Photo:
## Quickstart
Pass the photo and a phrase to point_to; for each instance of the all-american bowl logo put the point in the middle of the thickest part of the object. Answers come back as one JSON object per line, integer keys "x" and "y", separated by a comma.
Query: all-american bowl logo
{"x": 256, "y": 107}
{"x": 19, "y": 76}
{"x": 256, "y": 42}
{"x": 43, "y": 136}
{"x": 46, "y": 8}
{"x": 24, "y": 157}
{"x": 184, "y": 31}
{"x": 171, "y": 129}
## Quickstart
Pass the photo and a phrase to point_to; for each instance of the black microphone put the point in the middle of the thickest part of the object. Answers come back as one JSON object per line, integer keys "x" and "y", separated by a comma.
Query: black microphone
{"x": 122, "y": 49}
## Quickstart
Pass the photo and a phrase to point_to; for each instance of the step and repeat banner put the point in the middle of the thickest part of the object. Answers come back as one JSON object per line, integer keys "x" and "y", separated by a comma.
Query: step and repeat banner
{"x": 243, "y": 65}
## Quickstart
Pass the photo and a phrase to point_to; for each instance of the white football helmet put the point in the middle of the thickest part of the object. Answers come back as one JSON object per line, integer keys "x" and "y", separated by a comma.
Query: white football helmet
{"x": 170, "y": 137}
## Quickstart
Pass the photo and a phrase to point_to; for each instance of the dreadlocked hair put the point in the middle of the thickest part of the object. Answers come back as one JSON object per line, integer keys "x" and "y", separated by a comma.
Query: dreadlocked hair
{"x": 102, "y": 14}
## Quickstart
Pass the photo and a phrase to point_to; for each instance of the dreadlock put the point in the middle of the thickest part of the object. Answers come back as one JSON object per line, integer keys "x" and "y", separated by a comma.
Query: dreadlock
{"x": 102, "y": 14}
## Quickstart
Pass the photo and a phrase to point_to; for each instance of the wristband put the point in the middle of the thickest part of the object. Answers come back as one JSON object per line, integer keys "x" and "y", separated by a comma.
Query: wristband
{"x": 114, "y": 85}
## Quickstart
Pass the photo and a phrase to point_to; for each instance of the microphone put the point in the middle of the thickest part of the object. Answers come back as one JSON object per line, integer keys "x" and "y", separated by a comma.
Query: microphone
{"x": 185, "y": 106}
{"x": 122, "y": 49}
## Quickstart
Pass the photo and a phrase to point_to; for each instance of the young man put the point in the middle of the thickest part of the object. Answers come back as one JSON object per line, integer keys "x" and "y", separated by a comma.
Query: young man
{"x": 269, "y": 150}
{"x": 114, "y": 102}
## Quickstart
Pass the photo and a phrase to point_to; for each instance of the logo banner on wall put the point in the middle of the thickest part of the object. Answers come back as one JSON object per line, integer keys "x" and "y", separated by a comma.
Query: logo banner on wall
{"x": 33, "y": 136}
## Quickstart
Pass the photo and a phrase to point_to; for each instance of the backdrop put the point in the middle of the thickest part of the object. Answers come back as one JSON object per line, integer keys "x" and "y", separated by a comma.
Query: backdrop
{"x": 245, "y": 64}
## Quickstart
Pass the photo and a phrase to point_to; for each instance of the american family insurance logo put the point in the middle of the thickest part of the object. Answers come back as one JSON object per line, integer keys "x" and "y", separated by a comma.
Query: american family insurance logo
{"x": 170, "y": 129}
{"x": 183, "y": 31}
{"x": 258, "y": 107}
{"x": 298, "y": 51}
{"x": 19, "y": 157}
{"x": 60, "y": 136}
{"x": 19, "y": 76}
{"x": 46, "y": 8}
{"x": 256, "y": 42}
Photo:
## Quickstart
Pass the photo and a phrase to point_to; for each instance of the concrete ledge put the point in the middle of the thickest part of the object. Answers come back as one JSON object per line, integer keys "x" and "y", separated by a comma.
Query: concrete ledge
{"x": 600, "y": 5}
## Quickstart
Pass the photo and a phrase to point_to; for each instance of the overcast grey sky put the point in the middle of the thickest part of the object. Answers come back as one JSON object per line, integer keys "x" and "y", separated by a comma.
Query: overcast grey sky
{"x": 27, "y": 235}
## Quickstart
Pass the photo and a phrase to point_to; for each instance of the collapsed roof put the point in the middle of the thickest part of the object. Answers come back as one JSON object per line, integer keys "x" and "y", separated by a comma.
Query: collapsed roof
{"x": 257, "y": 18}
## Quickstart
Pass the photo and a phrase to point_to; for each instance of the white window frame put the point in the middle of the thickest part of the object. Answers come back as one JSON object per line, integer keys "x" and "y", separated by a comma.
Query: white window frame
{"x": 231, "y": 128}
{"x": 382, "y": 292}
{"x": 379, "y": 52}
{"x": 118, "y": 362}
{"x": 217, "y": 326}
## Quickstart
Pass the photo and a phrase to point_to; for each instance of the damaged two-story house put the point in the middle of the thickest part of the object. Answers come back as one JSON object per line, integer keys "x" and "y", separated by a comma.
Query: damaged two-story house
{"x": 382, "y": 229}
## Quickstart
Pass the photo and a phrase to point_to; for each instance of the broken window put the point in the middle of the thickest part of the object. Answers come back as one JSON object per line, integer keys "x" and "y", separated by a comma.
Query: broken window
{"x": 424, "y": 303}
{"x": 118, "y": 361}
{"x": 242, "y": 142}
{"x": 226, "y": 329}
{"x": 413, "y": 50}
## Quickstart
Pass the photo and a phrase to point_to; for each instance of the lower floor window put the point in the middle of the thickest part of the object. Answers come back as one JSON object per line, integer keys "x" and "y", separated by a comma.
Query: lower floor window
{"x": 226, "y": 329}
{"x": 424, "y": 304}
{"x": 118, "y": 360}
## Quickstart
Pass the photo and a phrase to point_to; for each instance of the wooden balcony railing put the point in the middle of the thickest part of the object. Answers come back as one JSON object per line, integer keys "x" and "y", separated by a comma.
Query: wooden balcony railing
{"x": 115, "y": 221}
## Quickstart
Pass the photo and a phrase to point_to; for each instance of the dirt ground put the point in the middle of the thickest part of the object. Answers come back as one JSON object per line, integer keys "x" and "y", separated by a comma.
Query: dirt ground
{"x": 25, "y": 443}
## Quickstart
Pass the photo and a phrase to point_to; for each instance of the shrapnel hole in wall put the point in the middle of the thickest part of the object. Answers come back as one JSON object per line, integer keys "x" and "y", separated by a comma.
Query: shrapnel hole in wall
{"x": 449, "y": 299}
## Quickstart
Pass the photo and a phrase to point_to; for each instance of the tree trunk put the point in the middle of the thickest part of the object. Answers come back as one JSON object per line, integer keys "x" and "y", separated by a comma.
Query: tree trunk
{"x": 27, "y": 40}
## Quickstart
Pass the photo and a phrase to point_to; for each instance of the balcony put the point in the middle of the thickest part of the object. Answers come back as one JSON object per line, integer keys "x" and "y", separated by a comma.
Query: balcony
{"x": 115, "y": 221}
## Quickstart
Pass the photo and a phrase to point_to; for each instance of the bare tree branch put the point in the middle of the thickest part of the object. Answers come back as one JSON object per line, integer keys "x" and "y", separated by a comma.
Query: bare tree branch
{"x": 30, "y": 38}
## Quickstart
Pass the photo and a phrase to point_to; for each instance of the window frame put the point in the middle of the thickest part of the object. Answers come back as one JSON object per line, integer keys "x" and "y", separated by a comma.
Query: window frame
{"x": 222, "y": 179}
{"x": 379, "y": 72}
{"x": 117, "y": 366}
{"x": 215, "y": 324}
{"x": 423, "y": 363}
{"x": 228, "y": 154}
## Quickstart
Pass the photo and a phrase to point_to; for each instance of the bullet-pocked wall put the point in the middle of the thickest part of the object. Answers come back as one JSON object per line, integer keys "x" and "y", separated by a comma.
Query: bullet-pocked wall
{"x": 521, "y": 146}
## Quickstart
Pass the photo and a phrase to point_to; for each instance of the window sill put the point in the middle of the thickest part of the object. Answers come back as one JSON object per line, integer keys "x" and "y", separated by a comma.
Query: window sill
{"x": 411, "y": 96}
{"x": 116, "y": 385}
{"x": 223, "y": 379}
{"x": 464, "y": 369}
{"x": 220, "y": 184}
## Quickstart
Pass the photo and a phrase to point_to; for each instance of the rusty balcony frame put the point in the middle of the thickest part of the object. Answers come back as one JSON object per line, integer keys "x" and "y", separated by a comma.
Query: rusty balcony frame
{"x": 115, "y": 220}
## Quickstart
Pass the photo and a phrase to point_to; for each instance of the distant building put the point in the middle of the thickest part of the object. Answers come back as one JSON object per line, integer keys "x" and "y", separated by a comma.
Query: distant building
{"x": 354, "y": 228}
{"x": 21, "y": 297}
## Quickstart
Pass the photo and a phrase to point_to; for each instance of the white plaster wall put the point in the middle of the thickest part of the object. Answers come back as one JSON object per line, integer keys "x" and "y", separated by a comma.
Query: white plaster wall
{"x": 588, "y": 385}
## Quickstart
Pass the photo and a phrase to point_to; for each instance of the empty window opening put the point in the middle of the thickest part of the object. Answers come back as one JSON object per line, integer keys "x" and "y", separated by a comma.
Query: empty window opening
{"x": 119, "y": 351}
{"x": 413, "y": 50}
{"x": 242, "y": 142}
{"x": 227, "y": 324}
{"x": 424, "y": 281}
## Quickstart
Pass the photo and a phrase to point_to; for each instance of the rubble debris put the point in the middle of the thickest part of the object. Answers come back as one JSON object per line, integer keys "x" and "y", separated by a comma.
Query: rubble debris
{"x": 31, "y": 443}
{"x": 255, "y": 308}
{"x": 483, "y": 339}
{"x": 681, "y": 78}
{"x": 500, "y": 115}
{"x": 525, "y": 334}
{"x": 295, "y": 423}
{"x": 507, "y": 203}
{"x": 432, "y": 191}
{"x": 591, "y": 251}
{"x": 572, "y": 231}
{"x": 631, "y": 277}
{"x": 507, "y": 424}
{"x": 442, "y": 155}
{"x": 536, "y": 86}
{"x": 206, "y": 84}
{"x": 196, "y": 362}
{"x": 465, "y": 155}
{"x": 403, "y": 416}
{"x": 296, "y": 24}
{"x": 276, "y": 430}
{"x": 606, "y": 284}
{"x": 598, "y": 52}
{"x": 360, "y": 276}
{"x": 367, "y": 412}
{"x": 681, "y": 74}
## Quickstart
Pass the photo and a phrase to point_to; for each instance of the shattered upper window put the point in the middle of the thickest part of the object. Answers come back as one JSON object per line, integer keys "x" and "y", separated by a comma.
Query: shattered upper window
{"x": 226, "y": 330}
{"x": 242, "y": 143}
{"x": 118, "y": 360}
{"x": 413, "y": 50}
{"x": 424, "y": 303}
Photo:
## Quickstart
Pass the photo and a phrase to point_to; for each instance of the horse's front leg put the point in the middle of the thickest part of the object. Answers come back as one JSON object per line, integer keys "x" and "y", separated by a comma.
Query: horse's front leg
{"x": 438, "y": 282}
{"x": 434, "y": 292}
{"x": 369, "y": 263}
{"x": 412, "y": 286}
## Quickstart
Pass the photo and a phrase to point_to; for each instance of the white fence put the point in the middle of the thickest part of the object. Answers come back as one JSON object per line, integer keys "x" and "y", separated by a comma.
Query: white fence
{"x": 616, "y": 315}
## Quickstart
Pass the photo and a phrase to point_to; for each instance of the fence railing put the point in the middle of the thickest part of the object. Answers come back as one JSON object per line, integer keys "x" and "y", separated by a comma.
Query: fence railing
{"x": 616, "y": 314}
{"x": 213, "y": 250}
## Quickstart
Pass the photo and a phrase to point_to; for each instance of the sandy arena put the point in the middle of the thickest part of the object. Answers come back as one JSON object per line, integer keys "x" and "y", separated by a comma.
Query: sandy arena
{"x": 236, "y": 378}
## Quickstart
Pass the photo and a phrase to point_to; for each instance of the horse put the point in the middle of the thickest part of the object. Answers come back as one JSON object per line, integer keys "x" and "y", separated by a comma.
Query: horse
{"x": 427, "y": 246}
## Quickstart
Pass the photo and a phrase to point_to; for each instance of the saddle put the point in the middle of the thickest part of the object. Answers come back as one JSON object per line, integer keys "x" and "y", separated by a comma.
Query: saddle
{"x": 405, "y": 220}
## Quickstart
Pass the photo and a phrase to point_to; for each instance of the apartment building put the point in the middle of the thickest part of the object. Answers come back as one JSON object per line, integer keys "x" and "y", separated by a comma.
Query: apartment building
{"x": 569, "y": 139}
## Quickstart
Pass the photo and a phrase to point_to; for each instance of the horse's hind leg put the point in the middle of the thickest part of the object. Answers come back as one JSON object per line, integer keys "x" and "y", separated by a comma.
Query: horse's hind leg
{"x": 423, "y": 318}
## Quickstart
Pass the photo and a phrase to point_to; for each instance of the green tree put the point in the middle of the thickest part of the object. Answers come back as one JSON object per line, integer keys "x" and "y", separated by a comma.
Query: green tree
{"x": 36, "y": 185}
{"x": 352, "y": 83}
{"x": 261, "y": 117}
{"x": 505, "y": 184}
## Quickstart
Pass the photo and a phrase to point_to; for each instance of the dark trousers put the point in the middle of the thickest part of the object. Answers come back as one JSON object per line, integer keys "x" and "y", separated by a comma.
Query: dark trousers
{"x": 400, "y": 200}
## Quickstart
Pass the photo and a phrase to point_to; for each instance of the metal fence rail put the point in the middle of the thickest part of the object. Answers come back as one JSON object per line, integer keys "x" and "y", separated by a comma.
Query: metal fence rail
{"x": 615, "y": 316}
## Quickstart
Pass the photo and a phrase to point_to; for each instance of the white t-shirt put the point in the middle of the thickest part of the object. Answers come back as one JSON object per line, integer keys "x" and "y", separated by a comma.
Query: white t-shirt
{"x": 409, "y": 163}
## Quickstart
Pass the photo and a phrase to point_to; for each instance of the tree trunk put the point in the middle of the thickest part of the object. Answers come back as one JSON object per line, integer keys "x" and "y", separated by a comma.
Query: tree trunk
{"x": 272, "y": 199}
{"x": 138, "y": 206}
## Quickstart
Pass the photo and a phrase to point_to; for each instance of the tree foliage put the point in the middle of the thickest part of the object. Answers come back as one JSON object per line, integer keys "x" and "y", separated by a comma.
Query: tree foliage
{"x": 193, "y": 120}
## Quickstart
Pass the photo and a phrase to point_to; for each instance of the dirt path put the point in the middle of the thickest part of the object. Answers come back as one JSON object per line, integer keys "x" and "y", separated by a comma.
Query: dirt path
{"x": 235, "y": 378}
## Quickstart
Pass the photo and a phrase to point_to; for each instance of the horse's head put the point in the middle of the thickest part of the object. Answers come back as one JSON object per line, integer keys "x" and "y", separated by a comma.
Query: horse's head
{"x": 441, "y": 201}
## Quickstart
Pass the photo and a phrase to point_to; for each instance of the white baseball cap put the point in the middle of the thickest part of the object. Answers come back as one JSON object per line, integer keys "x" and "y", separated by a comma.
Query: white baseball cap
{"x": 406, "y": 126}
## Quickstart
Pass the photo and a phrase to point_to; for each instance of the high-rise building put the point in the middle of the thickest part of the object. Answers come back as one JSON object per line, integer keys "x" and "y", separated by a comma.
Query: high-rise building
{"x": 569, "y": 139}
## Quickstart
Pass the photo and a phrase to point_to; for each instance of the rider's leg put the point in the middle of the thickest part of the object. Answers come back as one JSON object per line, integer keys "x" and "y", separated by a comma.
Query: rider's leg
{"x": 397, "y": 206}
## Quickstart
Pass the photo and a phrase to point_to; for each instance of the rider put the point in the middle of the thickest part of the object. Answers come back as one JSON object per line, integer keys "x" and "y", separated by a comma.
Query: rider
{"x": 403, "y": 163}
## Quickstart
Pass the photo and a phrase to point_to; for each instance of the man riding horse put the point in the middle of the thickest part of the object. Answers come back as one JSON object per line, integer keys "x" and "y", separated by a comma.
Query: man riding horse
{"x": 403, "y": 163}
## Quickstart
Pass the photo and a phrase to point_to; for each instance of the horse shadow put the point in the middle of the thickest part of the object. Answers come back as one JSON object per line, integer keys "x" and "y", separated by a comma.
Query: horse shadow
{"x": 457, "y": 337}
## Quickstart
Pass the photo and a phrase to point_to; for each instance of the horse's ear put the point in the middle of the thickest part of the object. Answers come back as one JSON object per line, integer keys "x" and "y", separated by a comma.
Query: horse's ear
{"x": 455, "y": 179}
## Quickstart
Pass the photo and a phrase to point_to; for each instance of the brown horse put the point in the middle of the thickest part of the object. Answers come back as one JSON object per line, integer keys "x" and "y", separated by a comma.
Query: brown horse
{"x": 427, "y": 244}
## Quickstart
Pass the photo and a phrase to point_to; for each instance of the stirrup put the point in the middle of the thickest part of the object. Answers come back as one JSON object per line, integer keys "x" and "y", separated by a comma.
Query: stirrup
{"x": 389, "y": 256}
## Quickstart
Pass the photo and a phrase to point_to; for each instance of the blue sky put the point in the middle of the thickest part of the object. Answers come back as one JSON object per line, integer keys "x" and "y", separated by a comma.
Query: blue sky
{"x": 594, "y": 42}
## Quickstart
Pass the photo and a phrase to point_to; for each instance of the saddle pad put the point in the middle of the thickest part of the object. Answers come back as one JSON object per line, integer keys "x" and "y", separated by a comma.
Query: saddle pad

*Task to complete*. Look back at the entries above and repeat, unchanged, every line from the line holding "Query: dirt path" through the line holding "the white baseball".

*Exercise solution*.
Query: dirt path
{"x": 235, "y": 378}
## Quickstart
Pass the photo and a phrase to point_to; for each instance of the horse's head put the point in the middle of the thickest part of the object. Answers come back as one JSON object per line, integer keys "x" and "y", separated by a comma.
Query: horse's head
{"x": 441, "y": 201}
## Quickstart
Pass the photo and a phrase to point_to; for each instance of the white baseball cap put the point in the middle of the thickest part of the object. Answers come back as one JSON object per line, integer keys "x" and "y", separated by a comma.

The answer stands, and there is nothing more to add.